• Your objective:
Report back each line of the data that contains the word "ottoman".

• Records to use:
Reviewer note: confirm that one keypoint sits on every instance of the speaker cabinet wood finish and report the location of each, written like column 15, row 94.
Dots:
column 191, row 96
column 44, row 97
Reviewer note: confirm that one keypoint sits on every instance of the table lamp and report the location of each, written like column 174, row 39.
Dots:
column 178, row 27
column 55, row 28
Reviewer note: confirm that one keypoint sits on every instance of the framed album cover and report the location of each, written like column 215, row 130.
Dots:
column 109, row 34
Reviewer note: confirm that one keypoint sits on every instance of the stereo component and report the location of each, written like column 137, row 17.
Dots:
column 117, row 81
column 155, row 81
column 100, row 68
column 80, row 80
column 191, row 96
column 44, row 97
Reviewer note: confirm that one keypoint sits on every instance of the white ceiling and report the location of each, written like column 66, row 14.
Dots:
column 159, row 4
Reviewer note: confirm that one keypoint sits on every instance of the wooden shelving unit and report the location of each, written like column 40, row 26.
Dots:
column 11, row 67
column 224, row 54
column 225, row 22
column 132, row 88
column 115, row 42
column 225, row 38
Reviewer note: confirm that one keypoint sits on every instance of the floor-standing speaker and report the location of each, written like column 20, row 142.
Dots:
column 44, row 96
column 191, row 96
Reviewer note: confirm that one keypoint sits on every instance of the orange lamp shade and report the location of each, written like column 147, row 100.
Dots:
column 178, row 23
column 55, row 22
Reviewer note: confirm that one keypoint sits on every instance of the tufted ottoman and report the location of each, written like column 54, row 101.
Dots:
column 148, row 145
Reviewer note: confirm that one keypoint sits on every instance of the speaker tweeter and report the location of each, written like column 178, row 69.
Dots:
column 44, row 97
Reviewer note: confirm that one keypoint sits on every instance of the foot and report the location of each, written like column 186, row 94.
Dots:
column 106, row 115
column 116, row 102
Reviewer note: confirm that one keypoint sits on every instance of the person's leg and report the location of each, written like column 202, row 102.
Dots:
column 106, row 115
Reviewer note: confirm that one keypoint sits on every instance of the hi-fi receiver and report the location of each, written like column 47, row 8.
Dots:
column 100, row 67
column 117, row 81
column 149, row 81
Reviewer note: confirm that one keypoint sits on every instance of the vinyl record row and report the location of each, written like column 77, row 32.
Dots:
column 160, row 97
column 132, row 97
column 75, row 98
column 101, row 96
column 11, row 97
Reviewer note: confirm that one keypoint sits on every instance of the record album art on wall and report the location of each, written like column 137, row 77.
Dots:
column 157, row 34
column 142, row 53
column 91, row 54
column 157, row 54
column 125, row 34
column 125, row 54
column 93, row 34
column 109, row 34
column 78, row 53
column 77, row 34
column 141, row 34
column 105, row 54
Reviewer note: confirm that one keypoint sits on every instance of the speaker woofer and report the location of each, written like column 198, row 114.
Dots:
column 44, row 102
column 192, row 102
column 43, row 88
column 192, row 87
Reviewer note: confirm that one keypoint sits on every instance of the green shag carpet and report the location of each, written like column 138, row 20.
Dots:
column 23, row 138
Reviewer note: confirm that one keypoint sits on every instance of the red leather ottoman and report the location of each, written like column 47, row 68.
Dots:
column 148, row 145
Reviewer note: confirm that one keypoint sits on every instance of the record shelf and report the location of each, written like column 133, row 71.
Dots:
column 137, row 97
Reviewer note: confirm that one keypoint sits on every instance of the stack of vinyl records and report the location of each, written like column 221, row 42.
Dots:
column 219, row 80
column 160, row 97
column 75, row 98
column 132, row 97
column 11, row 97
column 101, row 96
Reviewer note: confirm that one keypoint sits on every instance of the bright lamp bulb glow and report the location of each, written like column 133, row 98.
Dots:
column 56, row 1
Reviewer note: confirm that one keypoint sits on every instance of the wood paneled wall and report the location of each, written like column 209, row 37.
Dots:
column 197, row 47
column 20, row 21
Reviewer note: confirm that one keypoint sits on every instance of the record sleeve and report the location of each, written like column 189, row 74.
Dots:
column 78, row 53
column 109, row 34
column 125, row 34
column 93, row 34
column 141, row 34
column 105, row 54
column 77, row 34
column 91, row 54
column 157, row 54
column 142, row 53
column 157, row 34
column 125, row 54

• Exercise result:
Reviewer note: confirm that one keypoint sits on every instance of the tufted ottoman and report the location of each, written like column 54, row 101.
Reviewer note: confirm that one keypoint sits on every instance of the red leather ottoman and report the location of each, written like column 47, row 68.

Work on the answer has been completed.